练习 A:
根据关于QNN SDK的原文，回答下列问题：
(i) QNN后端库的名称以什么作为前缀？
(ii) 所有QNN DSP后端专门化可在哪个目录下使用？
(iii) 参数 --disable_batchnorm_folding 的作用是什么？
练习 B: 续写关于QNN SDK的原文，从最后一句之后接着写下去。

原文:
========
[TOC]

概述

QNN SDK提供了几个后端库。这些库可以在/target//lib文件夹中找到。QNN后端库名称以libQnn作为前缀。

本节包含与DSP后端API专门化相关的信息。所有QNN DSP后端专门化都可以在/include/DSP/目录下使用。

QNN量化

qnn-onnx-converter

进行ONNX模型转换成QNN模型，并进行量化的过程

# --disable_batchnorm_folding # 该参数为禁止优化 batchnorm 网络结构
echo -e "\n>>>> Step 2 : 执行 qnn-onnx-converter"
${QNN_SDK_BIN}/qnn-onnx-converter \
    --input_network ${MODEL_DIR}/${MODEL_ONNX} \
    --input_list ${INPUT_LIST_QUAN} \
    -o ${MODEL_QNN_DIR}/int8/cpp/${MODEL_NAME}.cpp \
    --disable_batchnorm_folding

脚本说明：

usage: qnn-onnx-converter [--out_node OUT_NAMES]
                          [--input_type INPUT_NAME INPUT_TYPE]
                          [--input_dtype INPUT_NAME INPUT_DTYPE]
                          [--input_encoding INPUT_NAME INPUT_ENCODING]
                          [--input_layout INPUT_NAME INPUT_LAYOUT]
                          [--debug [DEBUG]] [--dry_run [DRY_RUN]]
                          [-d INPUT_NAME INPUT_DIM]
                          [--batch BATCH_DIM]
                          [--define_symbol SYMBOL_NAME VALUE]
                          [--disable_batchnorm_folding]
                          [--quantization_overrides QUANTIZATION_OVERRIDES]
                          [--keep_quant_nodes]
                          [--keep_disconnected_nodes]
                          [--input_list INPUT_LIST]
                          [--param_quantizer PARAM_QUANTIZER]
                          [--act_quantizer ACT_QUANTIZER]
                          [--algorithms ALGORITHMS [ALGORITHMS ...]]
                          [--bias_bw BIAS_BW] [--act_bw ACT_BW]
                          [--weight_bw WEIGHT_BW] [--ignore_encodings]
                          [--use_per_channel_quantization [USE_PER_CHANNEL_QUANTIZATION [USE_PER_CHANNEL_QUANTIZATION ...]]]
                          --input_network INPUT_NETWORK 
                          [-h] 
                          [-o OUTPUT_PATH   设置输出模型的路径]   
                          [--copyright_file COPYRIGHT_FILE]
                          [--overwrite_model_prefix] [--exclude_named_tensors]
                          [--op_package_lib OP_PACKAGE_LIB]
                          [-p PACKAGE_NAME | --op_package_config OP_PACKAGE_CONFIG [OP_PACKAGE_CONFIG ...]]

Script to convert ONNX model into QNN

required arguments:
  --input_network INPUT_NETWORK, -i INPUT_NETWORK
                        Path to the source framework model.
========
记录:
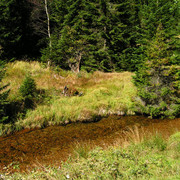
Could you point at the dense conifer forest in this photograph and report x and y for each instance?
(139, 36)
(106, 35)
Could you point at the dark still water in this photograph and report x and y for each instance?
(24, 150)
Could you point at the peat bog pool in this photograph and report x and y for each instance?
(24, 150)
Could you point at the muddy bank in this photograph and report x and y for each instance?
(24, 150)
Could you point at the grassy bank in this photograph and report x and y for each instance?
(154, 158)
(103, 94)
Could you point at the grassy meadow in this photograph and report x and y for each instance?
(153, 158)
(103, 94)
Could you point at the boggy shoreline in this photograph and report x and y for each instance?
(24, 150)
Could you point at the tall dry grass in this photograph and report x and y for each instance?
(103, 94)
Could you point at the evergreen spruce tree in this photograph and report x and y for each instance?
(3, 96)
(158, 82)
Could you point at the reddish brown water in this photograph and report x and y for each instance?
(23, 150)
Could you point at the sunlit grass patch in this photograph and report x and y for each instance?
(103, 94)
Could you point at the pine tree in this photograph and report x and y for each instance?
(158, 81)
(3, 96)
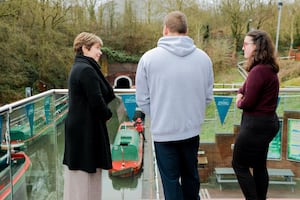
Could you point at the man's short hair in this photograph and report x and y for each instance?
(176, 22)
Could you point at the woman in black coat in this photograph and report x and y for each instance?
(87, 147)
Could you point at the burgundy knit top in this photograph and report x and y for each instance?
(260, 91)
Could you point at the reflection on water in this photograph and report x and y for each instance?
(45, 179)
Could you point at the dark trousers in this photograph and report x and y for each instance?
(250, 152)
(177, 163)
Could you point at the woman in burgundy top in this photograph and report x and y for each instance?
(259, 124)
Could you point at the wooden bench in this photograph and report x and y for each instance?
(276, 176)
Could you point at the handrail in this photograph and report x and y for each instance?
(9, 107)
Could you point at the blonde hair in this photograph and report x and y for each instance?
(85, 39)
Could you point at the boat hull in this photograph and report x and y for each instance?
(20, 164)
(125, 165)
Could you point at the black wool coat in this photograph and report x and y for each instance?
(87, 144)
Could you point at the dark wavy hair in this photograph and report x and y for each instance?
(265, 51)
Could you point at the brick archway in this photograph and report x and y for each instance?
(122, 82)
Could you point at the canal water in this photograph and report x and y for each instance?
(45, 177)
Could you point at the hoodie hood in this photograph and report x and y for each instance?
(177, 45)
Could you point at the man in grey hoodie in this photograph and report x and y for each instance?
(174, 84)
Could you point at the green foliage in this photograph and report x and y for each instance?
(36, 37)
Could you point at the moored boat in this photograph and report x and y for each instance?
(20, 163)
(127, 151)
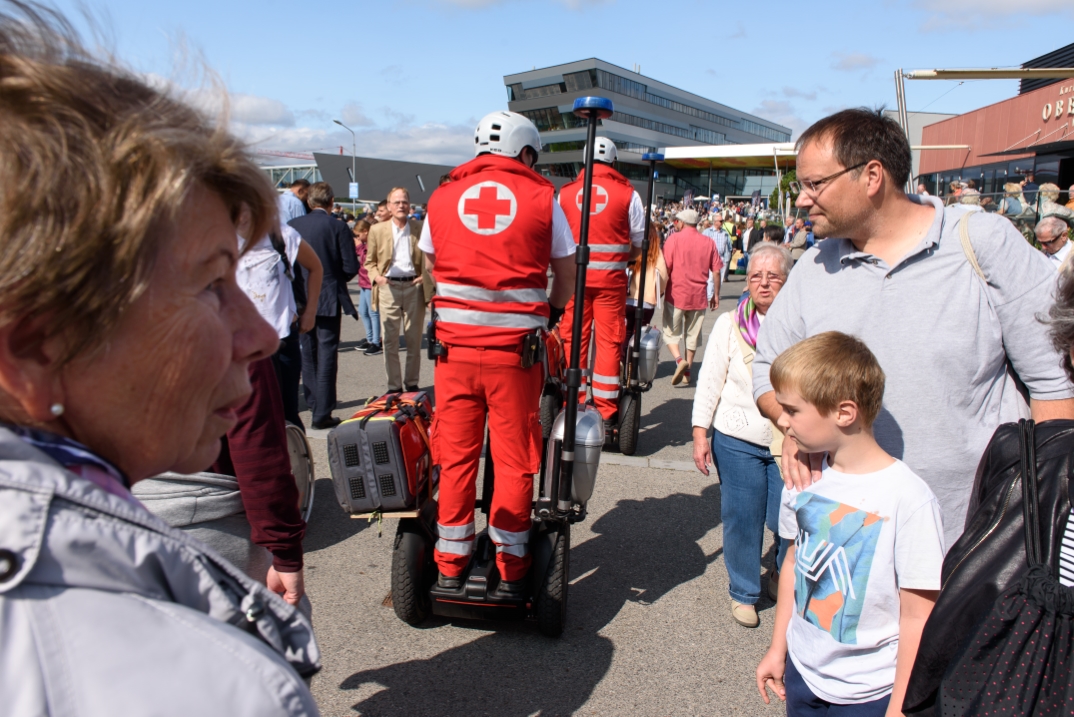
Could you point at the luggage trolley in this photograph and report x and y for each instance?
(567, 477)
(639, 369)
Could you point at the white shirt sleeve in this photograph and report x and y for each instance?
(425, 240)
(563, 240)
(637, 217)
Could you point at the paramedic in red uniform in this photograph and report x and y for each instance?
(491, 235)
(617, 229)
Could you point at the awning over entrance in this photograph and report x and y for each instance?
(733, 157)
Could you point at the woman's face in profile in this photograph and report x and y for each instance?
(165, 384)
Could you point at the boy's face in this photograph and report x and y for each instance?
(814, 432)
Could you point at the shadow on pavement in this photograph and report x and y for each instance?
(644, 550)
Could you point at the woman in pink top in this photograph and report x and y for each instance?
(690, 257)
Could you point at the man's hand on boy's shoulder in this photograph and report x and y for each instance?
(800, 470)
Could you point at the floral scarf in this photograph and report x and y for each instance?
(748, 320)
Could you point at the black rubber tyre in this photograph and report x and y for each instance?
(552, 596)
(629, 412)
(411, 565)
(549, 409)
(302, 468)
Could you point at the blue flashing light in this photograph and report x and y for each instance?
(601, 107)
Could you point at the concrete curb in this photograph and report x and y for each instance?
(606, 458)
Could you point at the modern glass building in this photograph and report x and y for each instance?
(650, 115)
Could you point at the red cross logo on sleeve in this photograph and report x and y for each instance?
(488, 207)
(597, 202)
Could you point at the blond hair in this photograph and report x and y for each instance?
(829, 368)
(96, 167)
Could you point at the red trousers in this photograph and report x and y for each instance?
(606, 307)
(473, 384)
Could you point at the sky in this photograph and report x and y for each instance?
(411, 77)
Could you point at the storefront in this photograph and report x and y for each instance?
(1029, 133)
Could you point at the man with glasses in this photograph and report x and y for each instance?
(1051, 233)
(895, 274)
(396, 268)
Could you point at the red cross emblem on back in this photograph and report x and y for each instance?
(488, 207)
(597, 202)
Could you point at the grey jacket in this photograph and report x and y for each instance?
(104, 610)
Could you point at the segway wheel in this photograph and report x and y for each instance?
(552, 596)
(549, 409)
(629, 411)
(411, 572)
(302, 468)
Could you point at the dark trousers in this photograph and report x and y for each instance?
(319, 363)
(288, 364)
(801, 701)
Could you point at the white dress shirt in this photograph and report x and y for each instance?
(402, 262)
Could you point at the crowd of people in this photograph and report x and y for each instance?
(154, 340)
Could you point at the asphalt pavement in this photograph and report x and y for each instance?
(649, 627)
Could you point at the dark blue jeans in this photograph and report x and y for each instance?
(801, 701)
(750, 487)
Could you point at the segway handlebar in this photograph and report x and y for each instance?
(635, 364)
(592, 110)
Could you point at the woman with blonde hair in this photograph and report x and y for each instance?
(125, 349)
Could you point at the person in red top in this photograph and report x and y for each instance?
(491, 235)
(690, 257)
(617, 228)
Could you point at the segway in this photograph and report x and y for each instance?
(567, 477)
(639, 369)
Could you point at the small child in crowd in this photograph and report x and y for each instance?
(864, 572)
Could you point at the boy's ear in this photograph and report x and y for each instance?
(846, 413)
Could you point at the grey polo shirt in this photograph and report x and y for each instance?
(940, 336)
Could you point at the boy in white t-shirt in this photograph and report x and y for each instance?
(868, 543)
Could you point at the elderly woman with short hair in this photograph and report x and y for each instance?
(125, 344)
(744, 443)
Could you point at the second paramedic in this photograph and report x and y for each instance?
(617, 230)
(492, 233)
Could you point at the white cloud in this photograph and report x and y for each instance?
(432, 142)
(252, 110)
(956, 15)
(782, 112)
(353, 115)
(854, 61)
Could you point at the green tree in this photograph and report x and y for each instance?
(773, 199)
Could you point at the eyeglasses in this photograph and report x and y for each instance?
(767, 276)
(814, 188)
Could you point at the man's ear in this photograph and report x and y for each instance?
(29, 371)
(846, 413)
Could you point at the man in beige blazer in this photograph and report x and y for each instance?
(401, 288)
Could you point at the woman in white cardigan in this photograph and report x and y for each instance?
(742, 439)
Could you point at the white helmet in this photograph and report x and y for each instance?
(604, 150)
(505, 133)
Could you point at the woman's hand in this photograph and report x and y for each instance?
(770, 674)
(288, 585)
(702, 453)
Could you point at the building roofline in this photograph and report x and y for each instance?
(649, 79)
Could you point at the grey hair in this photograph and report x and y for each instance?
(764, 249)
(1061, 317)
(1055, 225)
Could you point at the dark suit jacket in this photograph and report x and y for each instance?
(334, 244)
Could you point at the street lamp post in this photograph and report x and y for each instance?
(353, 167)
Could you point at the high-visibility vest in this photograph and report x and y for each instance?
(609, 223)
(491, 229)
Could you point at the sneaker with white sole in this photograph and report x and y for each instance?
(680, 368)
(744, 615)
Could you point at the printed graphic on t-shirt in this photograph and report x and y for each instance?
(835, 551)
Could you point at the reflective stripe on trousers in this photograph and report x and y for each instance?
(512, 543)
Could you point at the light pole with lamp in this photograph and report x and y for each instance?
(353, 167)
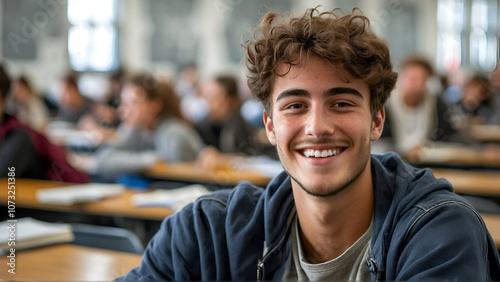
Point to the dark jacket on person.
(421, 231)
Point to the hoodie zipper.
(260, 263)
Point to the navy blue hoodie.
(421, 231)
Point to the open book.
(27, 233)
(69, 195)
(174, 199)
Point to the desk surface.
(460, 155)
(485, 133)
(116, 206)
(189, 172)
(471, 181)
(493, 224)
(66, 262)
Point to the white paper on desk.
(174, 199)
(69, 195)
(263, 165)
(31, 233)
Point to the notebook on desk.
(174, 199)
(25, 233)
(69, 195)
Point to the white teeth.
(319, 154)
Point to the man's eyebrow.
(293, 92)
(343, 90)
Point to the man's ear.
(268, 123)
(378, 124)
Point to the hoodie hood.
(398, 187)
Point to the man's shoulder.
(244, 195)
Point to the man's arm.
(448, 242)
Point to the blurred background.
(47, 38)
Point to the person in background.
(193, 106)
(336, 212)
(72, 105)
(476, 104)
(27, 106)
(224, 130)
(150, 108)
(27, 152)
(415, 116)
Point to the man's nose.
(319, 123)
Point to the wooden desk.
(189, 172)
(485, 133)
(65, 262)
(471, 181)
(116, 206)
(459, 155)
(493, 224)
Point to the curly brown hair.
(343, 40)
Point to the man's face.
(217, 99)
(135, 108)
(322, 126)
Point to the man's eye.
(342, 104)
(295, 106)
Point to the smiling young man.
(336, 212)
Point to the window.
(467, 34)
(92, 38)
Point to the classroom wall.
(208, 27)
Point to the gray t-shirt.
(350, 266)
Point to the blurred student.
(150, 108)
(28, 152)
(72, 105)
(194, 107)
(414, 115)
(476, 105)
(28, 107)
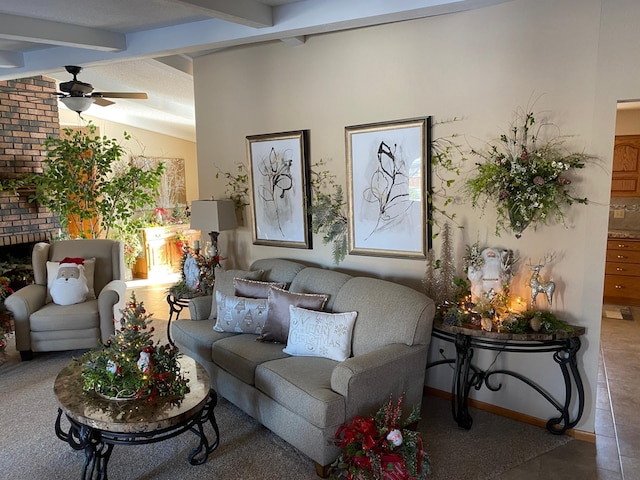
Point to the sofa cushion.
(240, 314)
(303, 385)
(276, 328)
(320, 334)
(197, 336)
(253, 288)
(224, 284)
(241, 354)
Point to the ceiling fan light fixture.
(77, 104)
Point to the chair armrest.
(111, 301)
(22, 304)
(200, 307)
(366, 381)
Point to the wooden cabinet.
(622, 272)
(625, 177)
(161, 254)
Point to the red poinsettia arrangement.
(381, 447)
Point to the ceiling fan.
(79, 96)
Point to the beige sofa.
(305, 399)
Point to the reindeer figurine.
(538, 286)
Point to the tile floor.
(615, 454)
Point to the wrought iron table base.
(98, 444)
(467, 375)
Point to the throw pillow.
(254, 288)
(240, 314)
(224, 284)
(70, 284)
(276, 328)
(89, 268)
(320, 334)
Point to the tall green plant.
(86, 182)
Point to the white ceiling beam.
(11, 59)
(294, 41)
(13, 27)
(182, 63)
(244, 12)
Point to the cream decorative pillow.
(52, 274)
(254, 288)
(240, 314)
(224, 284)
(320, 334)
(276, 328)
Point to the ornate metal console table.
(563, 345)
(97, 424)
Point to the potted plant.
(88, 185)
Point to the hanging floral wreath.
(528, 181)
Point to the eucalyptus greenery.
(86, 182)
(328, 211)
(526, 176)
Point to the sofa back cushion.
(318, 280)
(278, 270)
(387, 313)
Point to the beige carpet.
(30, 450)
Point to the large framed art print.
(388, 177)
(280, 189)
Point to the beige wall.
(144, 142)
(565, 59)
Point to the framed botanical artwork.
(388, 177)
(280, 189)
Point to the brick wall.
(28, 115)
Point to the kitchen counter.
(631, 234)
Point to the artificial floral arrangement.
(5, 315)
(130, 365)
(527, 179)
(381, 447)
(206, 272)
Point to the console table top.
(476, 331)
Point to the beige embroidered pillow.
(320, 334)
(240, 314)
(276, 328)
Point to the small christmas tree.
(129, 365)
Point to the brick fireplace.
(28, 115)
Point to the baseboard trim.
(512, 414)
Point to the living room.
(568, 60)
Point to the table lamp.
(213, 216)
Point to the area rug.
(29, 448)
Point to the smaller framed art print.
(388, 165)
(280, 189)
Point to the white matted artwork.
(388, 176)
(280, 189)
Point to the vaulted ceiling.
(149, 45)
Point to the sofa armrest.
(200, 308)
(366, 381)
(22, 304)
(111, 302)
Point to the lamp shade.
(213, 215)
(77, 104)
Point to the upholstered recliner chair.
(43, 326)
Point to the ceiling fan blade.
(135, 95)
(103, 102)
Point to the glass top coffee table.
(97, 424)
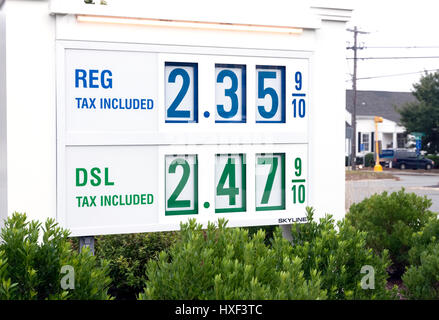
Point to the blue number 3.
(231, 93)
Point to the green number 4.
(232, 191)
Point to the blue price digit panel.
(181, 184)
(230, 183)
(270, 181)
(181, 92)
(270, 94)
(230, 95)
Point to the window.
(365, 141)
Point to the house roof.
(378, 103)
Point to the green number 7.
(271, 175)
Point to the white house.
(369, 105)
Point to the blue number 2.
(172, 111)
(262, 92)
(231, 93)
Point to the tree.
(423, 114)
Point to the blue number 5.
(172, 111)
(262, 92)
(231, 93)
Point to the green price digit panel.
(270, 181)
(230, 183)
(181, 184)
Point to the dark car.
(404, 159)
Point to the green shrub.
(339, 256)
(225, 263)
(128, 255)
(390, 221)
(422, 281)
(422, 277)
(369, 160)
(32, 266)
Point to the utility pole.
(354, 93)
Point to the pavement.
(421, 182)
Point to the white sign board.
(148, 139)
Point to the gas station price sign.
(147, 140)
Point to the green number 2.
(172, 201)
(232, 191)
(273, 161)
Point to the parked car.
(404, 159)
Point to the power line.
(393, 58)
(401, 47)
(394, 74)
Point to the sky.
(393, 23)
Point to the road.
(419, 182)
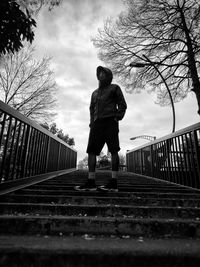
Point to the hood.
(109, 75)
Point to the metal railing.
(174, 158)
(27, 149)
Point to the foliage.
(15, 26)
(58, 132)
(167, 33)
(28, 85)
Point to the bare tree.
(34, 6)
(163, 32)
(28, 85)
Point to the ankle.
(91, 175)
(114, 174)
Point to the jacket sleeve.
(91, 111)
(121, 103)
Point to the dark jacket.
(108, 100)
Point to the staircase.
(147, 223)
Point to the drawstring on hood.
(109, 76)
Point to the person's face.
(102, 76)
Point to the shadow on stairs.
(147, 223)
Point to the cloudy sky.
(65, 35)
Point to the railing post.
(59, 148)
(47, 155)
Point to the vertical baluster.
(3, 173)
(9, 167)
(197, 156)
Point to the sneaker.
(90, 185)
(111, 186)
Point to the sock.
(91, 175)
(114, 174)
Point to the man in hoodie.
(107, 107)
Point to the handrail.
(27, 149)
(174, 157)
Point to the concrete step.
(122, 188)
(86, 199)
(72, 192)
(54, 225)
(100, 210)
(40, 251)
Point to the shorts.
(104, 131)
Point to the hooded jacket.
(107, 100)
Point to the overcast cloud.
(65, 35)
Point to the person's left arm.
(121, 103)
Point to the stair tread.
(97, 206)
(98, 218)
(100, 244)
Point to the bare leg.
(115, 162)
(91, 165)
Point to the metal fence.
(174, 158)
(27, 149)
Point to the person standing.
(107, 108)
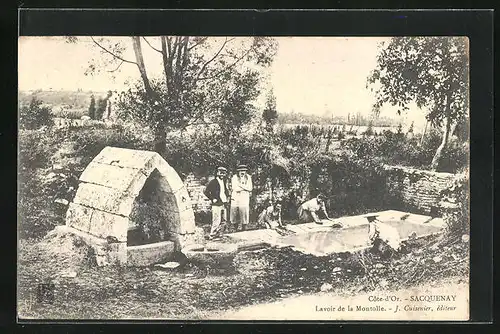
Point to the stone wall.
(419, 188)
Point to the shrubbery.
(34, 115)
(398, 149)
(40, 185)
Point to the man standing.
(241, 185)
(271, 219)
(307, 212)
(217, 193)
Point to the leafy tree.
(205, 80)
(34, 115)
(369, 130)
(101, 108)
(92, 108)
(270, 113)
(430, 71)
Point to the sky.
(311, 75)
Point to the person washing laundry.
(241, 189)
(270, 217)
(308, 211)
(217, 192)
(381, 234)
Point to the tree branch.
(227, 68)
(152, 47)
(111, 53)
(212, 59)
(116, 69)
(198, 43)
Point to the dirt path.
(325, 306)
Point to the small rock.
(56, 168)
(69, 274)
(51, 175)
(61, 201)
(168, 265)
(361, 288)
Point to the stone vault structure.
(100, 212)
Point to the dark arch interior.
(149, 216)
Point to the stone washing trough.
(321, 240)
(108, 190)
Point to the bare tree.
(431, 71)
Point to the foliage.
(270, 114)
(430, 71)
(92, 108)
(101, 108)
(73, 149)
(206, 80)
(397, 149)
(34, 115)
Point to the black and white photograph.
(243, 178)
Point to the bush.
(34, 115)
(39, 186)
(396, 149)
(352, 186)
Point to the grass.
(189, 292)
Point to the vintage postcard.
(243, 178)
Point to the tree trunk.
(424, 133)
(160, 137)
(142, 68)
(442, 147)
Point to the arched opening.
(148, 220)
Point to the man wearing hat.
(308, 211)
(218, 193)
(241, 185)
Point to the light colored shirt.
(269, 215)
(312, 205)
(223, 196)
(241, 189)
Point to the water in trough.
(350, 238)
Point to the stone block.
(187, 223)
(182, 240)
(145, 255)
(78, 217)
(124, 157)
(170, 175)
(109, 175)
(104, 224)
(111, 254)
(104, 199)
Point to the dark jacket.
(212, 191)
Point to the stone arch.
(107, 189)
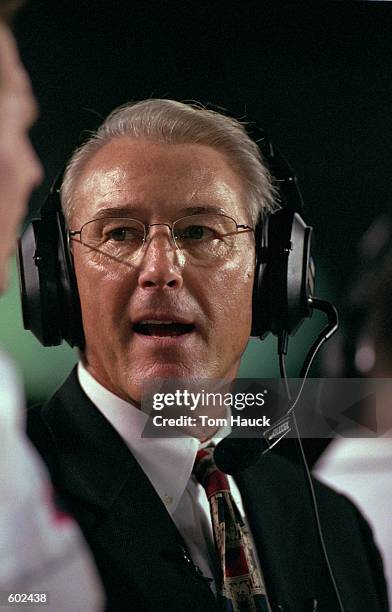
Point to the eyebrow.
(137, 211)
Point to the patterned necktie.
(241, 589)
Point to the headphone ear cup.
(71, 315)
(284, 274)
(50, 300)
(37, 262)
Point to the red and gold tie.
(241, 588)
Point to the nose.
(160, 267)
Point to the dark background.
(317, 76)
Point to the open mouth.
(163, 328)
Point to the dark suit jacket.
(139, 551)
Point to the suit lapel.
(134, 540)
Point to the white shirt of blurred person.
(356, 465)
(41, 549)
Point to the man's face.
(20, 170)
(159, 183)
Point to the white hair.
(172, 122)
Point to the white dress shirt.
(361, 468)
(40, 549)
(168, 463)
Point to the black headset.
(284, 274)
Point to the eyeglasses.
(202, 236)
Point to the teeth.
(155, 322)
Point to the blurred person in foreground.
(42, 553)
(359, 461)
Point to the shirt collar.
(167, 462)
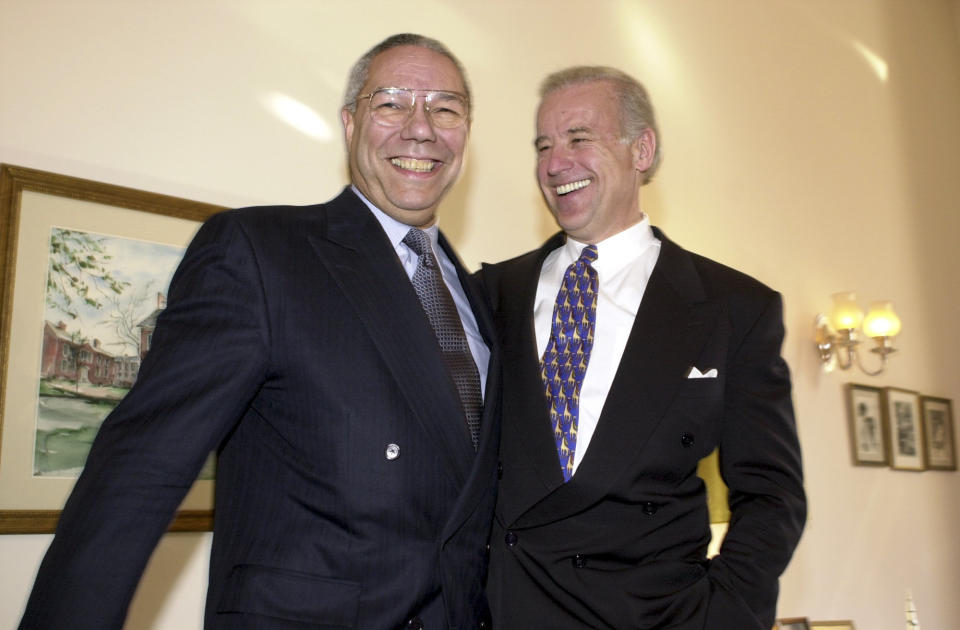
========
答案 A:
(i) libQnn
(ii) /include/DSP/
(iii) 禁止优化 batchnorm 网络结构

答案 B:
optional arguments:
  --out_node OUT_NODE   Name of the graph's output nodes. Multiple output
                        nodes should be provided separately like: --out_node
                        out_1 --out_node out_2
  --input_type INPUT_NAME INPUT_TYPE, -t INPUT_NAME INPUT_TYPE
                        Type of data expected by each input op/layer. Type for
                        each input is |default| if not specified. For example:
                        "data" image.Note that the quotes should always be
                        included in order to handle special characters,
                        spaces,etc. For multiple inputs specify multiple
                        --input_type on the command line. Eg: --input_type
                        "data1" image --input_type "data2" opaque These
                        options get used by DSP runtime and following
                        descriptions state how input will be handled for each
                        option. Image: Input is float between 0-255 and the
                        input's mean is 0.0f and the input's max is 255.0f. We
                        will cast the float to uint8ts and pass the uint8ts to
                        the DSP. Default: Pass the input as floats to the dsp
                        directly and the DSP will quantize it. Opaque: Assumes
                        input is float because the consumer layer(i.e next
                        layer) requires it as float, therefore it won't be
                        quantized. Choices supported: image default opaque
   --input_dtype INPUT_NAME INPUT_DTYPE
                        The names and datatype of the network input layers
                        specified in the format [input_name datatype], for
                        example: 'data' 'float32'. Default is float32 if not
                        specified. Note that the quotes should always be
                        included in order to handle special characters, spaces,
                        etc. For multiple inputs specify multiple
                        --input_dtype on the command line like: --input_dtype
                        'data1' 'float32' --input_dtype 'data2' 'float32'
  --input_encoding INPUT_NAME INPUT_ENCODING, -e INPUT_NAME INPUT_ENCODING
                        Image encoding of the source images. Default is bgr.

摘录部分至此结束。